• [Page extract]:
Statistical justification - number of retests to overturn a failure

#1
In the Pharma industry, labs have to deal with out-of-specification (OOS) events. Typical examples:

Assay for a drug substance must be 98.0-102.0%. Result = 97.6%
Water content must be <= 0.20%. Result = 0.23%.

As part of these investigations, there is a retest of the sample, and sometimes the retest shows the sample to actually meet the test requirements. This leads to what is termed an 'inconclusive OOS', in which you have a failing result followed by passing result(s) but no root cause to explain the original failure (ex. talked to the lab tech and found out there was a sample prep error that would have caused the failure).

The question I have is to provide a statistical justification to determine how many passing retests are needed to be able to overturn the original failing result. We currently apply an 8/9, meaning that after the first 97.6% assay result we would need to collect eight consecutive in-spec results in order to overturn or exclude the original failing result. This approach was basically drawn from the notion that 8 results appear to be plenty but we have not derived a statistical argument why the number ought to 8 instead of 5 or 7 or 10.

I have a paper by Hofer that speaks to the concept,

http://files.pharmtech.com/alfresco...60fc-4fe4-9deb-d7b6a8737140/article-75176.pdf

but there is an aspect that escapes me. He defines the notion of a proportion of suspect results, where p is a value between 0 and 1. We don't make widgets nor do we make aspirin 200 times a year, so ascribing a p value would be pretty much guesswork, meaning I cannot properly apply his methodology.

• [Data for review]:
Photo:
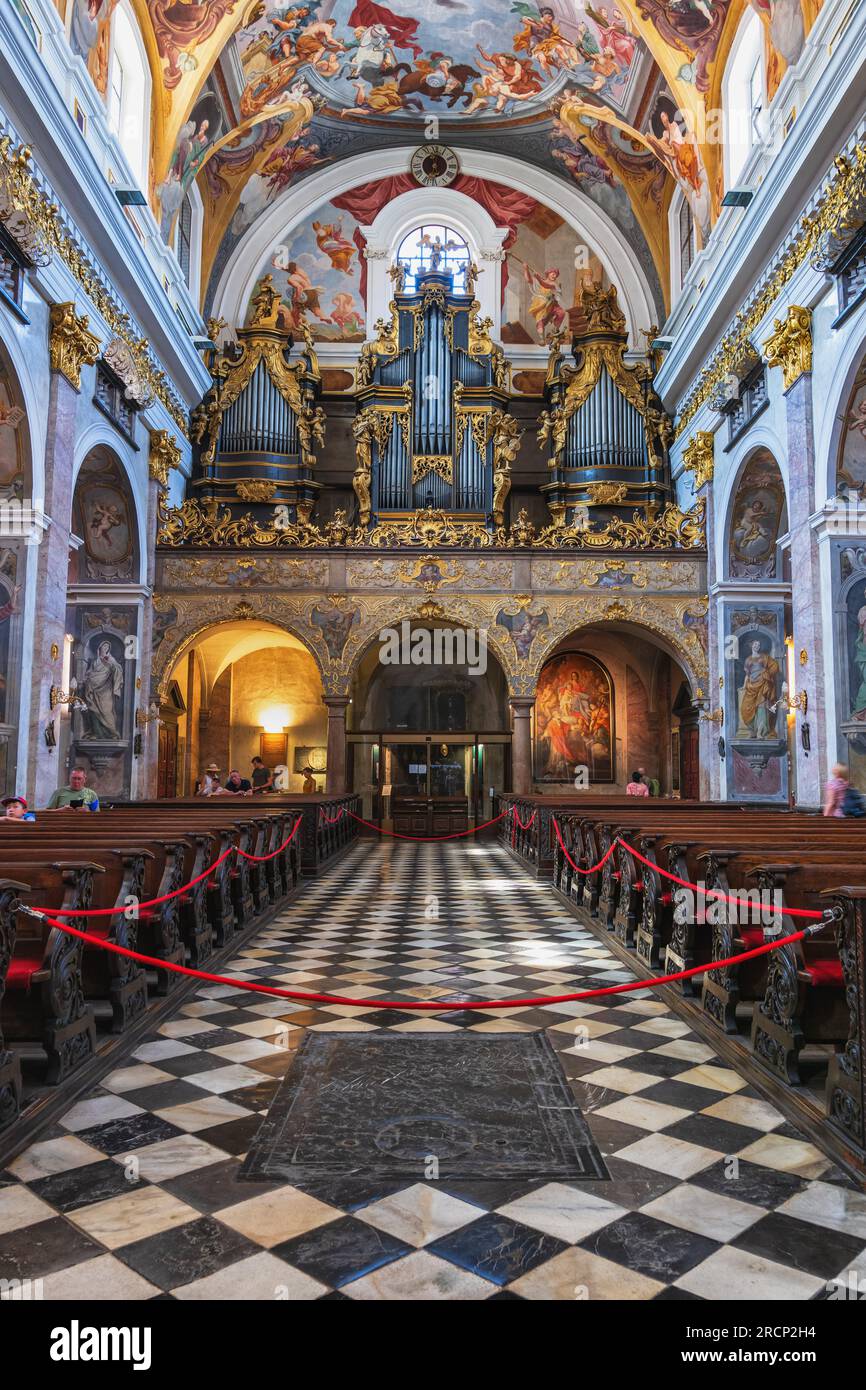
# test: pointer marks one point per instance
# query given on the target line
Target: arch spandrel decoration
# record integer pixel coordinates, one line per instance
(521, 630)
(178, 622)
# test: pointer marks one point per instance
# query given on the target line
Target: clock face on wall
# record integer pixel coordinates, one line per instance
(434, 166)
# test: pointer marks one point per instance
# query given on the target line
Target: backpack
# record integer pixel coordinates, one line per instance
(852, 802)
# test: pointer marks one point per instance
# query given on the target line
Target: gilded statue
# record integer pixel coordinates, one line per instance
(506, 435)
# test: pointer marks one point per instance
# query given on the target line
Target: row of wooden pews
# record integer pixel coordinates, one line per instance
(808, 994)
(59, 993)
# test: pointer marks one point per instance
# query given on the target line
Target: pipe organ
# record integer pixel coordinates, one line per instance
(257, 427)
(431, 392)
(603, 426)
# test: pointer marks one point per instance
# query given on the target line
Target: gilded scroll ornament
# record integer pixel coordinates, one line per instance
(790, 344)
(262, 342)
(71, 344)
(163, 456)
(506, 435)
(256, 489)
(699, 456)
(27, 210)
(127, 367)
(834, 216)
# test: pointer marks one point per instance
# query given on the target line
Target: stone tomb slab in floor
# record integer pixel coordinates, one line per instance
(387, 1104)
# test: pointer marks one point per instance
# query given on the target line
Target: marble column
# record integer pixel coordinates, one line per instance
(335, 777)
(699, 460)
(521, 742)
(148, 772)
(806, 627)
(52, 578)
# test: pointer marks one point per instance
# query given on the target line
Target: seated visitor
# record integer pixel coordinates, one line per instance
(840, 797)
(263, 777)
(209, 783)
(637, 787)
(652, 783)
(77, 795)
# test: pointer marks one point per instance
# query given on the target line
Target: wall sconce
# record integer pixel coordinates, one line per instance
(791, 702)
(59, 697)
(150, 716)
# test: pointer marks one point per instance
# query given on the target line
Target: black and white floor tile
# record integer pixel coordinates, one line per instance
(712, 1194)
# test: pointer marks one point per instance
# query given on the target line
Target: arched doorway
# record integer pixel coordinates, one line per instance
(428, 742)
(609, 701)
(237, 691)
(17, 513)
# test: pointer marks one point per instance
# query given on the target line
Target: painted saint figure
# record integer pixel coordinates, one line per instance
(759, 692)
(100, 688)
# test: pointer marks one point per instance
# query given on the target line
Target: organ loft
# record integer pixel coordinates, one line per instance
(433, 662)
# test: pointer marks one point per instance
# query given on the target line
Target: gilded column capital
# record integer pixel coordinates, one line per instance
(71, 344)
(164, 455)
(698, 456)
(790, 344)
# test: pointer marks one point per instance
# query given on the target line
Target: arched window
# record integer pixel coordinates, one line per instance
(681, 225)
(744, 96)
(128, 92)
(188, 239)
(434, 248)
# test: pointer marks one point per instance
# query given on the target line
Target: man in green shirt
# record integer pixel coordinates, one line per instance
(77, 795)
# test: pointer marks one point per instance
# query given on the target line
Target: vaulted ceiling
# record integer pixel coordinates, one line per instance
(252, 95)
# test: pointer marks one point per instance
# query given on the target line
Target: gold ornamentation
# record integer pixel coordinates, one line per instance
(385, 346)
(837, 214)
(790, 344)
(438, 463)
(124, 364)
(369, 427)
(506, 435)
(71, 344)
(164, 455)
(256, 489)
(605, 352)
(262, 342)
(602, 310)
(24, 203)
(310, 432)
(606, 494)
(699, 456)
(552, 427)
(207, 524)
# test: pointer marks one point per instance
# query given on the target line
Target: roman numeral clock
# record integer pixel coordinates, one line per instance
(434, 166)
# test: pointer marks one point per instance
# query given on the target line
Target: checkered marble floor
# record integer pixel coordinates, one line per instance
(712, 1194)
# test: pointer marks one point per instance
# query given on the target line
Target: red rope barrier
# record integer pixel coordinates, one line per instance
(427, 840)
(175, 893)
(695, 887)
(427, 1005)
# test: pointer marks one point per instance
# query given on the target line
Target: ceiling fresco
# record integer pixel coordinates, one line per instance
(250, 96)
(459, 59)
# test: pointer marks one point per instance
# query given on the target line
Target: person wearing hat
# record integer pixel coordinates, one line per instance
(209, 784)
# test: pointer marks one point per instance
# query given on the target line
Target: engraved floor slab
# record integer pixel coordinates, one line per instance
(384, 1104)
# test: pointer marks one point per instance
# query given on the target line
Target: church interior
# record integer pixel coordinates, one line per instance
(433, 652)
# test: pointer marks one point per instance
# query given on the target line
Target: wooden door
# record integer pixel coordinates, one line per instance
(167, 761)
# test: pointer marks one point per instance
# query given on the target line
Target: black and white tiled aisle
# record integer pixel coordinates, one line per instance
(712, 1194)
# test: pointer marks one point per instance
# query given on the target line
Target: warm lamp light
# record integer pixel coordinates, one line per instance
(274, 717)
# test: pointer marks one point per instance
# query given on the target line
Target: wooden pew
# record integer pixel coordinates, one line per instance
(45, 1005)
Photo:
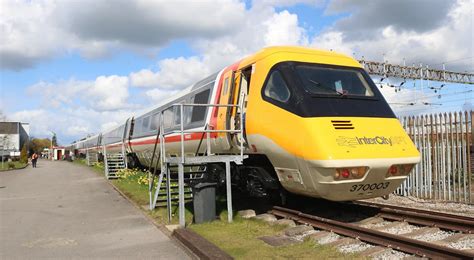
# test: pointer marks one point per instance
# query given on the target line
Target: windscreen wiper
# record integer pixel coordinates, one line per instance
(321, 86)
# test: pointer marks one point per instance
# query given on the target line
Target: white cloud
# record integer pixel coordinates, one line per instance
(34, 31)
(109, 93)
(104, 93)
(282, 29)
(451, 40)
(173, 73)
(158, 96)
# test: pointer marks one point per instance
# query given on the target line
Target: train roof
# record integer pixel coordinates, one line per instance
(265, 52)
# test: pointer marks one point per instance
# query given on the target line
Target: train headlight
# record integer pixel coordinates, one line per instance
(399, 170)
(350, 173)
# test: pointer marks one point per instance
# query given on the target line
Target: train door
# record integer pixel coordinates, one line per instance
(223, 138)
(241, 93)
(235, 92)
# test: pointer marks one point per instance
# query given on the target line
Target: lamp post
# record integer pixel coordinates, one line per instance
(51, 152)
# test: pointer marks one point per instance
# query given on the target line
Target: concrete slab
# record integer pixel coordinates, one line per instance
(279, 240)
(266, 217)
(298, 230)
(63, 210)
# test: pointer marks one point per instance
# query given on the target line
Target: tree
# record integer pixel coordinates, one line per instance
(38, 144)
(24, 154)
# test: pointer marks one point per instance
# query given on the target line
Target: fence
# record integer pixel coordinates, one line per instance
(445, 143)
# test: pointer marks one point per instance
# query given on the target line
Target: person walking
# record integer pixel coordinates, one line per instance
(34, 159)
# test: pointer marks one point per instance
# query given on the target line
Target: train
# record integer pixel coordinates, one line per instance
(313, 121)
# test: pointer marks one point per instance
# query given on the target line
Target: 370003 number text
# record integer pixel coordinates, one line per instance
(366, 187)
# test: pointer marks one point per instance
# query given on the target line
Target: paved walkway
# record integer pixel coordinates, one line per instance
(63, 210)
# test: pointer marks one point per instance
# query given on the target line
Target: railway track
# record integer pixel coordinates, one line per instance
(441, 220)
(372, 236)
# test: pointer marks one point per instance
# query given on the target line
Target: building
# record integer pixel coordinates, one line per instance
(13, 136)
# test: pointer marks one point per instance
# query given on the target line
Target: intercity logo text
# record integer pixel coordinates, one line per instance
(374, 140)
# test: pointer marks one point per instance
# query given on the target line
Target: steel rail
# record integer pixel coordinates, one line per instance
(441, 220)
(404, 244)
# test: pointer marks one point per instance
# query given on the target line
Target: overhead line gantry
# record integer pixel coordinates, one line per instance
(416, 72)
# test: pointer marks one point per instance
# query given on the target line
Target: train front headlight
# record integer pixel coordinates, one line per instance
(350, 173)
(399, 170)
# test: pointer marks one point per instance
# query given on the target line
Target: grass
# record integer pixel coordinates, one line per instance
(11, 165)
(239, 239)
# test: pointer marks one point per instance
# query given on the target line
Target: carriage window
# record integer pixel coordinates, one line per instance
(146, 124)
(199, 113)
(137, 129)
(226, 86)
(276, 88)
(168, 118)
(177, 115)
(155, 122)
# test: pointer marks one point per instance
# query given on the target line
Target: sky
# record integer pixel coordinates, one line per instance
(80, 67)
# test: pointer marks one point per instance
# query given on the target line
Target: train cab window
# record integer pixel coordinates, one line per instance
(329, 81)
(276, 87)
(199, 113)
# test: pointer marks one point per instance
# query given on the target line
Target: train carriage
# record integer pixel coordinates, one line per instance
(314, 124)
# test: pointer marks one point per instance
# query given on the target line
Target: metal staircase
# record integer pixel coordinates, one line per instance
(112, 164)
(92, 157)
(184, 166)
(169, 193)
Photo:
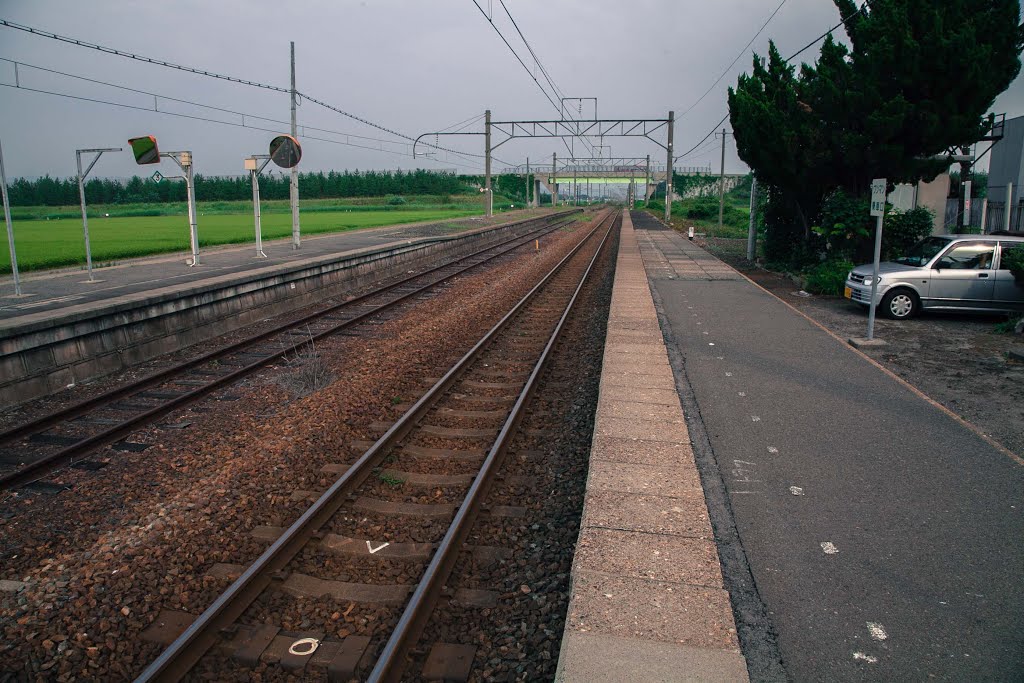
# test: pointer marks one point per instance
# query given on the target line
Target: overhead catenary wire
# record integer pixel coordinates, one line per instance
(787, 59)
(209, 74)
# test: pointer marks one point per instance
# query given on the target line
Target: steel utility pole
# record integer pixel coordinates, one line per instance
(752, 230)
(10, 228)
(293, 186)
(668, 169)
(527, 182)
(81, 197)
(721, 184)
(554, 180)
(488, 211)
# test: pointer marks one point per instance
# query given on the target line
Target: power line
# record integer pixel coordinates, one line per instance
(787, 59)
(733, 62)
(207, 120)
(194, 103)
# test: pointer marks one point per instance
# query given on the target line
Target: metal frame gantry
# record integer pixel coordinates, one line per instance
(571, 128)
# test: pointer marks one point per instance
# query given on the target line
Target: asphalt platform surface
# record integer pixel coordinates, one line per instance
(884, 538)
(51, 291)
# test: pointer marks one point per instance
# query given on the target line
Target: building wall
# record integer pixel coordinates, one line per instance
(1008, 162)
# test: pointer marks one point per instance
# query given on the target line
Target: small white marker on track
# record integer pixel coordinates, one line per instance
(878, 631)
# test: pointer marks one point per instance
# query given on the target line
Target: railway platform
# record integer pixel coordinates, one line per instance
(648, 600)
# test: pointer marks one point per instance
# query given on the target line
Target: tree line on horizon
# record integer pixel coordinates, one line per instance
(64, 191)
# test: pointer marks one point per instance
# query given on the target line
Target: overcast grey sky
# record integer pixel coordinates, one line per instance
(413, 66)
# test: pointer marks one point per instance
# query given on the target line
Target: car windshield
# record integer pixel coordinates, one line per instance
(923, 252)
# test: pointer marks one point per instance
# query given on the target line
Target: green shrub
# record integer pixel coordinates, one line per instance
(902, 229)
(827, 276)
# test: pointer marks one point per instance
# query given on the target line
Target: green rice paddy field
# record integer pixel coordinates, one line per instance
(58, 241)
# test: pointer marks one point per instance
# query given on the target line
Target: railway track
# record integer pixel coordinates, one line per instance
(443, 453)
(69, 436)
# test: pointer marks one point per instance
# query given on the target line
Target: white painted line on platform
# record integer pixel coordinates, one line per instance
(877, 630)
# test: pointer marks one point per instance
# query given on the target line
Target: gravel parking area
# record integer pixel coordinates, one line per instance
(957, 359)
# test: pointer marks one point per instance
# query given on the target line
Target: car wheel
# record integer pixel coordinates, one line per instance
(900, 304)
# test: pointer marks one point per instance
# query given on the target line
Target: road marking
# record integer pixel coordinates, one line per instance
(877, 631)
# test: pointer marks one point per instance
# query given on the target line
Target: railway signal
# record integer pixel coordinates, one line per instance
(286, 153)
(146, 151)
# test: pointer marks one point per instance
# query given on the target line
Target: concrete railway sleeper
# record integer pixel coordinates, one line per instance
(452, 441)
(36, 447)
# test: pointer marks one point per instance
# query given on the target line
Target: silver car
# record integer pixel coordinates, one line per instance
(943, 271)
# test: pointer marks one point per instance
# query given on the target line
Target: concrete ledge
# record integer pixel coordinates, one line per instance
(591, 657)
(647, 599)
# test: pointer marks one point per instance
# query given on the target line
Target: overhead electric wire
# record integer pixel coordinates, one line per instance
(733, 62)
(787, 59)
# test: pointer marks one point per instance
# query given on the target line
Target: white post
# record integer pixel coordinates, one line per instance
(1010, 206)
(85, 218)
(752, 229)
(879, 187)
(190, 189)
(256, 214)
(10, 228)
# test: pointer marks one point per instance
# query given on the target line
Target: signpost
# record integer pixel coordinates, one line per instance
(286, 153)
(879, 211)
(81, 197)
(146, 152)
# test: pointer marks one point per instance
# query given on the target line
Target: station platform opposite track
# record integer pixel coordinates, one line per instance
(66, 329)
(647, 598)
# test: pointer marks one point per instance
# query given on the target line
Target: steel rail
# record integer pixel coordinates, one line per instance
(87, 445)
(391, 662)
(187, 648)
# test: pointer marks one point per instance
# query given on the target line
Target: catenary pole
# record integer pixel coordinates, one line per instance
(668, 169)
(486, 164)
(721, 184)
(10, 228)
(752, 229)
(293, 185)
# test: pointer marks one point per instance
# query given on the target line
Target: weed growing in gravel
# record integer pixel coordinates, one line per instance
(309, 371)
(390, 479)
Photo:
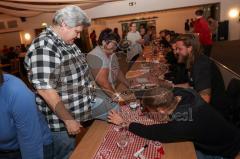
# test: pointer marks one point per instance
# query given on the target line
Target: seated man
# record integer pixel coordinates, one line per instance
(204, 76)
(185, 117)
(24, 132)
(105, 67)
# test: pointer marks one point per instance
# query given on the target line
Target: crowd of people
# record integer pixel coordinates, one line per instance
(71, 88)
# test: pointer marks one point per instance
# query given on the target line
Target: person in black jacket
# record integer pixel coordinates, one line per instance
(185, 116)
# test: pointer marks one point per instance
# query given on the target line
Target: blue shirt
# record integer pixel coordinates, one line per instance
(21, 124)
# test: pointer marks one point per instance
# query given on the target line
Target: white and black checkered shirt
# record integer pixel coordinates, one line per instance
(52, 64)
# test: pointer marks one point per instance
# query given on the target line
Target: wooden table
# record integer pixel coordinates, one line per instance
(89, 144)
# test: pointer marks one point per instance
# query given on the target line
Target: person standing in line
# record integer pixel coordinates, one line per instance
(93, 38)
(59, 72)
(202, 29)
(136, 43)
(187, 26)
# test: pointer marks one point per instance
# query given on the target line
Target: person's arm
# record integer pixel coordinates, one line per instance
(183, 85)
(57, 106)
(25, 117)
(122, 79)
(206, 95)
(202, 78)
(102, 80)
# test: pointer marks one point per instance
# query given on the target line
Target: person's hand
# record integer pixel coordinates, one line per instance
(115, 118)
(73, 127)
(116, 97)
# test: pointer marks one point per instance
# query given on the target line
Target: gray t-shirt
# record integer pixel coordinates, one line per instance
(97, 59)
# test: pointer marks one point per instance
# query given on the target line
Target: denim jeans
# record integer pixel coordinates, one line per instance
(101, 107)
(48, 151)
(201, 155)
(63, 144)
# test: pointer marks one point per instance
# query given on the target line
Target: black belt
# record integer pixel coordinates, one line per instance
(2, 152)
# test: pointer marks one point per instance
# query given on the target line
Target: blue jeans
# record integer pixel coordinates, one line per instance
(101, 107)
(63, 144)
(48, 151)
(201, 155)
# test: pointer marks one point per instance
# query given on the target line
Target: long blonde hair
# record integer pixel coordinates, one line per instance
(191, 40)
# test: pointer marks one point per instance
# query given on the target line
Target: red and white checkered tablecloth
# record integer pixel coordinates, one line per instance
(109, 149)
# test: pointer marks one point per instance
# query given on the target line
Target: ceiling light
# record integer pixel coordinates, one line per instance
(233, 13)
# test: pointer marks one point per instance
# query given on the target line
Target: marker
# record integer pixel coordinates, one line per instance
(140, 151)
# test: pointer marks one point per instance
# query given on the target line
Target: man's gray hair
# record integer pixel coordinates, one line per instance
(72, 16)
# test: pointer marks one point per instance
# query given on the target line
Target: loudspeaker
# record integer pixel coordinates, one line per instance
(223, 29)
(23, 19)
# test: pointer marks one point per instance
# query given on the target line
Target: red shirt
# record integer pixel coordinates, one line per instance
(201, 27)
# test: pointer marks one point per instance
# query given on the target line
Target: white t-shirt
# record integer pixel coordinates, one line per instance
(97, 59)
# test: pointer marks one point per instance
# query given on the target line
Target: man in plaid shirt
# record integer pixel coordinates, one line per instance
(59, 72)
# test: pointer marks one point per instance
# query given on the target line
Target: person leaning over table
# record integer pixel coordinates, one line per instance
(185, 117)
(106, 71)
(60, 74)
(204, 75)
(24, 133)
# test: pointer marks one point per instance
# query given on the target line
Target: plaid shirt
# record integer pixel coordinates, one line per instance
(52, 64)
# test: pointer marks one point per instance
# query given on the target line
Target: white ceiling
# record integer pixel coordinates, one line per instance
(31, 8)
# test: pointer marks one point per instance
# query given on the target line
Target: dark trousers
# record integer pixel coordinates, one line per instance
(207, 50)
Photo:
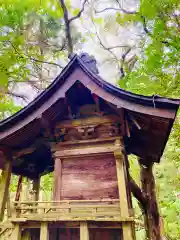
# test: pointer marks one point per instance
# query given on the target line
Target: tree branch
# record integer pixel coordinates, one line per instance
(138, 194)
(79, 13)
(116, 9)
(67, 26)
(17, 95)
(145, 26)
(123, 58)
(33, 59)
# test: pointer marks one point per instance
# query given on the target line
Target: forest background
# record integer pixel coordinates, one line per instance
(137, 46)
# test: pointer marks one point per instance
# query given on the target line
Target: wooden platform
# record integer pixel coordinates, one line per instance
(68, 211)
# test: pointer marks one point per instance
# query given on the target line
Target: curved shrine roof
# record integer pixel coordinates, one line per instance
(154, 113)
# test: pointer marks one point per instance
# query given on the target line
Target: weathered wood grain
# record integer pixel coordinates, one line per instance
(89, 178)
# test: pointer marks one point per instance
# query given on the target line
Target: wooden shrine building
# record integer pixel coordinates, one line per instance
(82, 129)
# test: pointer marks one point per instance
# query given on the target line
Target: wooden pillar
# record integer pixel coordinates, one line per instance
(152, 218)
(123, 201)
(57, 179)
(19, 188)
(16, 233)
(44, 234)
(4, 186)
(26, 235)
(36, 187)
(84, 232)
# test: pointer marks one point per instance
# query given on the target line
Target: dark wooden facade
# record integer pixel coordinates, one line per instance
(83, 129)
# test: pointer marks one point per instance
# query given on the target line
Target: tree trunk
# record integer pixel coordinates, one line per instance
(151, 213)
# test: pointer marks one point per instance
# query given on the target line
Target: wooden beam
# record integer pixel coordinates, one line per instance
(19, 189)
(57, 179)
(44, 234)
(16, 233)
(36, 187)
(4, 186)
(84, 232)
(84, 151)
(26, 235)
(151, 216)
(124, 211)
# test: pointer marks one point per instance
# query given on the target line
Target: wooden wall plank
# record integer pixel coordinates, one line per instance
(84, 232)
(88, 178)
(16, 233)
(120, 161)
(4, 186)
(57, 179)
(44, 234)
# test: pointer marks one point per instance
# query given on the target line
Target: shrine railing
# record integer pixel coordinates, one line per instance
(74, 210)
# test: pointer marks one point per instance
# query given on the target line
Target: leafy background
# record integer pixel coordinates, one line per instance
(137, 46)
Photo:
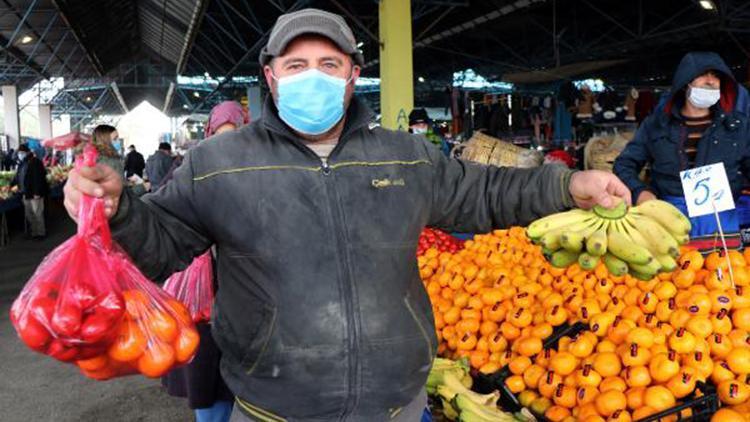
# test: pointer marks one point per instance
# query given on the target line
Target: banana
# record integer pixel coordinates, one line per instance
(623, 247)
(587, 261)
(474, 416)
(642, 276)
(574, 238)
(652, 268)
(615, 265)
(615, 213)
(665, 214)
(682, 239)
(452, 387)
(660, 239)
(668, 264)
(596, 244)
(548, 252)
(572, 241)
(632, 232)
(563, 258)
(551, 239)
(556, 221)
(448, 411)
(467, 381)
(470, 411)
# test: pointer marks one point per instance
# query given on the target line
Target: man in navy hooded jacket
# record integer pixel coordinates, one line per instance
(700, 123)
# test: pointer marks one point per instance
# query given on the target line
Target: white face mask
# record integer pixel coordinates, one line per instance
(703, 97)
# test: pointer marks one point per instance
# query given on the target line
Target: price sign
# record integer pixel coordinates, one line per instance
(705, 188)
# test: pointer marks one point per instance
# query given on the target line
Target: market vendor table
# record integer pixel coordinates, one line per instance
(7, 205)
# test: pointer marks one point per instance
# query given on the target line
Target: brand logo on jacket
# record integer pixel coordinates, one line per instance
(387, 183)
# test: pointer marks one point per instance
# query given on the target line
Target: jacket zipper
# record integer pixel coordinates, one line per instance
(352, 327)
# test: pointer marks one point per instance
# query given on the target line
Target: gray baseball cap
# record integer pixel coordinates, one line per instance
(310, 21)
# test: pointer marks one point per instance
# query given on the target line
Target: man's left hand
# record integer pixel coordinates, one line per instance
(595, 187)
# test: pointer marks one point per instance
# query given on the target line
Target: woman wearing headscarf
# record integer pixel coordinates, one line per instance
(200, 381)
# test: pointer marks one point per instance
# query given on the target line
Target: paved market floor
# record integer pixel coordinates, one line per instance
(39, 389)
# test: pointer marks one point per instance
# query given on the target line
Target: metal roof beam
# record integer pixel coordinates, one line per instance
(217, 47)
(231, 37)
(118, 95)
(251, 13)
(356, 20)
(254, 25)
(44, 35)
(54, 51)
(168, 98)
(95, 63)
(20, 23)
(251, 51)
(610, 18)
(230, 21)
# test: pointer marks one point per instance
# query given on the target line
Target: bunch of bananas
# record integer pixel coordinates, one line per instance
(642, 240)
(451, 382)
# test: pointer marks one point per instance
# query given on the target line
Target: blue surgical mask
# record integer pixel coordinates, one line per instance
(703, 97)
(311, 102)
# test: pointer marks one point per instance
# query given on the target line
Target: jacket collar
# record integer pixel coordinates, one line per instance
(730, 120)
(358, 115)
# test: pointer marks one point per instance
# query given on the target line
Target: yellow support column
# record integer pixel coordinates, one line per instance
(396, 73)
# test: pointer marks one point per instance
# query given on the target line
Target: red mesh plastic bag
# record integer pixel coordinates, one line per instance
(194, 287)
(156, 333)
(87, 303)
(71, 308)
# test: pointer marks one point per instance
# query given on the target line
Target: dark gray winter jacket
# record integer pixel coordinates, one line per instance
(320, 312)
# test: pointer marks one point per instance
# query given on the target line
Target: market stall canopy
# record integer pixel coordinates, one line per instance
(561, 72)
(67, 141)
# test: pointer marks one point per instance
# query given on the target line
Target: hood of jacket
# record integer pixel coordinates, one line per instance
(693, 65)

• [What you need to do]:
1. In the forum thread on retests after out-of-specification results, how many consecutive in-spec results does the lab currently require before the original failing result can be overturned?
2. Pick up the forum thread on retests after out-of-specification results at the point where it stops, and continue it.

• [Replies]:
1. Eight consecutive in-spec results, under its 8/9 approach.

2.
So, in absence of this, going back to the original example. If we had an assay of 97.6% and then started running retests, how many is enough to claim that the 97.6% is erroneous and the set of values all in spec represent the truth? Is there a suitable statistical test that will allow us to arrive at a number?

And this may not be one size fits all. There are two fairly big variables at work, as far as I can see:

1. Test precision. It's not the same as citing p but with most tests we have a precision requirement to consider the test valid. For typical assays, we permit a relative standard deviation of 2% on replicate measurements of a single solution. For a limit test like water, where we are measuring a much smaller quantity of analyte, we might allow 10%. This speaks to general method variability.
2. Difference between the first result and the retests. I expect the problem is somewhat different depending on how far off the retest results are, ex.
water initial result = 0.23%, retest results = 0.18, 0.19, 0.19, 0.18... vs. 0.23% followed by 0.13, 0.10, 0.14, 0.13...

Apologize for the long post. Thanks in advance for any insight.